Restate the records below word for word.

ENTRIES PROVIDED =>
━━━

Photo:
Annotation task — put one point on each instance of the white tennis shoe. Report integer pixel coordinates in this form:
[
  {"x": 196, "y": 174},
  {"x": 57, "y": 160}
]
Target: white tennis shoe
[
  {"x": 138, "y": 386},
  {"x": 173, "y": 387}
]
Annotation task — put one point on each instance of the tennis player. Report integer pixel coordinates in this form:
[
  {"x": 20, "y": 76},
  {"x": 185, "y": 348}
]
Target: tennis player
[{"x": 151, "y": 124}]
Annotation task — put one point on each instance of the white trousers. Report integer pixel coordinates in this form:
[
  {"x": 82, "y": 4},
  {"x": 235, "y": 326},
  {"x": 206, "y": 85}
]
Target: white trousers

━━━

CORRECT ANSWER =>
Photo:
Annotation task — put one point on each instance of the white tennis shoe. Report integer pixel coordinates in this form:
[
  {"x": 196, "y": 174},
  {"x": 57, "y": 160}
]
Target: white tennis shoe
[
  {"x": 138, "y": 386},
  {"x": 173, "y": 387}
]
Annotation task — put one point on each instance of the tennis player. Report integer pixel coordinates in this form:
[
  {"x": 20, "y": 76},
  {"x": 185, "y": 348}
]
Target: tennis player
[{"x": 151, "y": 124}]
Annotation task — put one point on each instance of the white trousers. Report integer pixel coordinates in this form:
[
  {"x": 82, "y": 4},
  {"x": 235, "y": 326},
  {"x": 206, "y": 85}
]
Target: white trousers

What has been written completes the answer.